- TASK INSTRUCTIONS
A – In the article on land clearing, condense the paragraph that begins "In the 1990's, Australia was the only country" into a short bulleted list that keeps its main facts.
B – According to the article on land clearing, roughly how much land has been cleared for animal agriculture in Australia since European settlement?

Meat and Livestock Australia has published a series of study guides for primary and secondary school students.

This post focuses on one of the primary school guides, “Cattle and the Environment”, released in 2010. [1] Copyright rules prevent me from showing images from the guide, but in my view, the above image (from elsewhere) gives some idea of the style.

As a general comment, I don’t feel that it’s asking too much to expect a study guide to be factual. If it’s not, could there be an ulterior motive?

Having said that, I anticipate that many kids studying this topic will be too astute to be brainwashed by industry PR.

Soils and vegetation

MLA Claim #1

“Although in the past some agricultural land was cleared, these days farmers understand the importance of balancing plant, animal, insect and bird life with agriculture.”

The reality

So in the past some agricultural land was cleared?

That’s an understatement.

Around 70 percent of Australia’s 7.7 million square kilometre land mass is arid or semi-arid, leaving 2.3 million square kilometres of reasonably fertile land. Against that background, it’s sobering to consider that we have cleared around 1 million square kilometres since European settlement, including around 700,000 square kilometres for animal agriculture, including meat, dairy and wool. [2]

In the 1990’s, Australia was the only country in the top 20 land-clearing nations with a developed first world economy. (We were ranked 6th.) Most clearing in recent decades has occurred in Queensland. In the early 2000s, if that state were a country, it would have ranked 9th in terms of land clearing. [3]

By converting forest and other wooded vegetation to grassland, we have lost an enormous sequestration (carbon absorption) benefit. Figure 1 gives some idea of our poor record, including clearing across most of Victoria (south-east corner of the mainland). [4]

Figure 1: Cleared native vegetation and protected areas in Australia

MLA’s statement almost seems to imply that clearing for animal agriculture has ceased. However legislation in Queensland that banned broad-scale land clearing (subject to exemptions) effective from December 2006 was overturned in 2013 in respect of land deemed to be of “high agricultural value”. [5]

Even with the previous so-called ban in place, extensive clearing for pasture occurred, including an estimated 134,000 hectares in 2011/12. [6] That equates to around 2.4 regular suburban house blocks per minute, for every minute of the year. [7]

Former principal scientist with the Queensland government, Gerard Wedderburn-Bisshop [Footnote 1], has confirmed in correspondence that over 95 percent of clearing within the “pasture” category of the government’s Statewide Landcover and Trees Study (SLATS) was estimated to be for cattle grazing.

Pointing and labeling entries
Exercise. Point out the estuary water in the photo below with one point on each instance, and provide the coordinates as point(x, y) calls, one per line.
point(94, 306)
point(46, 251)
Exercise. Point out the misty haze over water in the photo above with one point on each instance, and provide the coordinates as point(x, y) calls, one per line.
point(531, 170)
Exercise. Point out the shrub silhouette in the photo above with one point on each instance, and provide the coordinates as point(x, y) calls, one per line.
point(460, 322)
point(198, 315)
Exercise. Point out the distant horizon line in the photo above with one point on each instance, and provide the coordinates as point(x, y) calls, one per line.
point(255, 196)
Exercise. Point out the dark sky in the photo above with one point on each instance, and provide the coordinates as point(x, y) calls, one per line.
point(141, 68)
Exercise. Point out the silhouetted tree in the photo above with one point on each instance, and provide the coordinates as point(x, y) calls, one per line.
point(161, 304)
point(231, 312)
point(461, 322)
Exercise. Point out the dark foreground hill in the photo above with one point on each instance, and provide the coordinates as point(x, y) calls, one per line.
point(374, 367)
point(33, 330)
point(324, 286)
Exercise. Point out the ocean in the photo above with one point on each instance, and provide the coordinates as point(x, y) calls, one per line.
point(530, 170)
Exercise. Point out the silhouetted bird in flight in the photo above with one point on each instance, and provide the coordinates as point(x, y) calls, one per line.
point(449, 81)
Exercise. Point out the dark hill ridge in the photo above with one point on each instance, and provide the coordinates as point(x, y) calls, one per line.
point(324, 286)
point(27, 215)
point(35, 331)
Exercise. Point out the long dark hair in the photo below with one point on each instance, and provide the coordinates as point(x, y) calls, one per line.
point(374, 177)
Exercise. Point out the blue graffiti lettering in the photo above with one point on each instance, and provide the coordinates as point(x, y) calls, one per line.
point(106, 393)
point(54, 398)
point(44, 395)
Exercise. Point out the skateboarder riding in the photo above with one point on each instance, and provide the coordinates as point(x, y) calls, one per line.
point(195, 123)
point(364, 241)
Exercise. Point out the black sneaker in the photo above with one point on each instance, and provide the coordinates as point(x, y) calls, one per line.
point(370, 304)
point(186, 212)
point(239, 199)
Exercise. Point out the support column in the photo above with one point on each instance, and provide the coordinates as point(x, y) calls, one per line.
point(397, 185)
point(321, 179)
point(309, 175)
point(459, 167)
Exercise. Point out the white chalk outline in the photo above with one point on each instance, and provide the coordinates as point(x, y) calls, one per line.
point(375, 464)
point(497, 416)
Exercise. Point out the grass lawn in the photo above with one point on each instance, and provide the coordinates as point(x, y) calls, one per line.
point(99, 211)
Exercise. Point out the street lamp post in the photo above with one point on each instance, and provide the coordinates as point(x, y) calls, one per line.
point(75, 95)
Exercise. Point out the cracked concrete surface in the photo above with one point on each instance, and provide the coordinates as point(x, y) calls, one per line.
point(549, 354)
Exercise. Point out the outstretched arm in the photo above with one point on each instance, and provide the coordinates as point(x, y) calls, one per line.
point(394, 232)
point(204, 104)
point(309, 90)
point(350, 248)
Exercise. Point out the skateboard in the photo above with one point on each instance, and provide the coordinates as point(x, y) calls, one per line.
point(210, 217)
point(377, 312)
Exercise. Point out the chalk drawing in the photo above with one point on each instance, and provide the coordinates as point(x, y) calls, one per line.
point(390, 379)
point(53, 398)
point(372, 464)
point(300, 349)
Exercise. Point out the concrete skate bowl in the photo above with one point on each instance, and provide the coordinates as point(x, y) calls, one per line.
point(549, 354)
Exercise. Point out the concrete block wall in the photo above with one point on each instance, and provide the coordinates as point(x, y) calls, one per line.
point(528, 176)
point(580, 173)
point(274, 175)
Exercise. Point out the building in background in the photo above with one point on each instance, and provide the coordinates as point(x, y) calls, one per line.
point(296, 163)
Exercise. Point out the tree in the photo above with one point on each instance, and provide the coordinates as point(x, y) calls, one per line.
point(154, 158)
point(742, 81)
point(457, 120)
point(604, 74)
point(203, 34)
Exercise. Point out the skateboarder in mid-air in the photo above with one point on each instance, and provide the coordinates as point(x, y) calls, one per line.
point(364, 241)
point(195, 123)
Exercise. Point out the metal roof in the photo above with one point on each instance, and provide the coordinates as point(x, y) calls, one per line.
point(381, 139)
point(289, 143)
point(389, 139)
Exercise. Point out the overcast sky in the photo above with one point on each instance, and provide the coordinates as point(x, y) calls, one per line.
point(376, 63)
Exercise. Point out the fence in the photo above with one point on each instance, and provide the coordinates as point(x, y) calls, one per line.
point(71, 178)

- EXPECTED OUTPUTS
A –
- In the 1990s, Australia ranked 6th among the top 20 land-clearing nations and was the only one with a developed first-world economy.
- Most clearing in recent decades took place in Queensland.
- In the early 2000s, Queensland would have ranked 9th for land clearing if it were a country.

B – Around 700,000 square kilometers.